__Stated task__: Rewrite the material below as a numbered list, one line per item, skipping any blank lines.

__Information supplied__:
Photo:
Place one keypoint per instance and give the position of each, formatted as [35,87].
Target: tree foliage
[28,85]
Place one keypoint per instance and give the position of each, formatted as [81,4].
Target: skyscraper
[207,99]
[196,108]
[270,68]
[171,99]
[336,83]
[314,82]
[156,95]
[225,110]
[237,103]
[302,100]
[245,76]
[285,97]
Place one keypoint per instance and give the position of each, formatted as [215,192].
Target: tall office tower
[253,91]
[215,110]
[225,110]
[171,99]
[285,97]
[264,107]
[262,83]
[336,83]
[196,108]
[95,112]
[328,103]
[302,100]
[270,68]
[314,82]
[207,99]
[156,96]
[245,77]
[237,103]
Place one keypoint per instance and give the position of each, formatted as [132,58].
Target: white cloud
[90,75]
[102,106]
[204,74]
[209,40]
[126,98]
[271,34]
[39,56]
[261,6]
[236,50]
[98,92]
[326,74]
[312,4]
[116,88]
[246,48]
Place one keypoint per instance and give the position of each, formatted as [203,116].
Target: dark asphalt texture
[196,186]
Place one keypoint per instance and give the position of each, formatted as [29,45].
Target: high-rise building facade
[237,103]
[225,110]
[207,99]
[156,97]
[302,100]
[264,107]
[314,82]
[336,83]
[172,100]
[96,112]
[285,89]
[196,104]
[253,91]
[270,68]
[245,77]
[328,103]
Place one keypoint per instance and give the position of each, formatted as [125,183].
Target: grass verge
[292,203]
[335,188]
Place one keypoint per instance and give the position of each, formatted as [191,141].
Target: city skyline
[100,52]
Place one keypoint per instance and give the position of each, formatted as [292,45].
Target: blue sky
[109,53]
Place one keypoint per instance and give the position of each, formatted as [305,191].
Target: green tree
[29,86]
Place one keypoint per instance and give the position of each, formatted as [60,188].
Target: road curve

__Reply__:
1. Photo:
2. Place one keypoint per instance and give the position of each, formatted as [35,87].
3. Target: tree foliage
4. [28,85]
5. Place one keypoint per instance and give the position of each, formatted as [81,4].
6. Target: skyscraper
7. [207,99]
8. [196,108]
9. [270,68]
10. [171,99]
11. [336,83]
12. [314,82]
13. [156,95]
14. [225,110]
15. [237,103]
16. [302,100]
17. [245,76]
18. [285,97]
19. Place one keypoint per instance and give the position of each, formatted as [215,192].
20. Target: tall office tower
21. [253,91]
22. [215,110]
23. [225,110]
24. [171,99]
25. [285,97]
26. [264,107]
27. [262,83]
28. [336,83]
29. [196,108]
30. [95,112]
31. [328,103]
32. [302,100]
33. [270,68]
34. [314,82]
35. [207,99]
36. [156,96]
37. [245,77]
38. [237,103]
39. Place one keypoint per instance and give the position of each, formatted as [132,58].
40. Target: white cloud
41. [90,75]
42. [102,106]
43. [204,74]
44. [209,40]
45. [126,98]
46. [271,34]
47. [39,56]
48. [261,6]
49. [236,50]
50. [98,92]
51. [326,74]
52. [312,4]
53. [116,88]
54. [246,48]
55. Place one keypoint per instance and give the position of each, formatted as [203,116].
56. Target: dark asphalt texture
57. [196,186]
58. Place one keypoint per instance and give the position of each, formatted as [29,45].
59. Target: high-rise building facade
60. [237,103]
61. [225,110]
62. [207,99]
63. [156,97]
64. [302,100]
65. [264,107]
66. [314,82]
67. [336,83]
68. [172,100]
69. [96,112]
70. [285,89]
71. [196,104]
72. [253,91]
73. [270,68]
74. [245,77]
75. [328,103]
76. Place one keypoint per instance and give the position of each, formatted as [125,183].
77. Target: grass verge
78. [292,203]
79. [335,188]
80. Place one keypoint per instance and give the position of each, formatted as [191,141].
81. Target: city skyline
82. [100,52]
83. Place one keypoint per instance and give the position of each, formatted as [292,45].
84. Target: blue sky
85. [109,53]
86. Place one keypoint per instance and give the position of each, formatted as [305,191].
87. Target: green tree
88. [29,86]
89. Place one keypoint per instance and give the position of each, formatted as [60,188].
90. Target: road curve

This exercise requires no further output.